§ **Extracted records**
---+---

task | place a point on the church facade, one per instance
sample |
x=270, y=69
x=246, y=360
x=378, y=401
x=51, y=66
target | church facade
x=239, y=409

---+---

§ **Required task**
Quote every one of the rows above verbatim, line for line, with nothing altered.

§ **Exercise output**
task | place a point on the church facade, one per instance
sample |
x=270, y=69
x=246, y=360
x=378, y=401
x=51, y=66
target | church facade
x=239, y=409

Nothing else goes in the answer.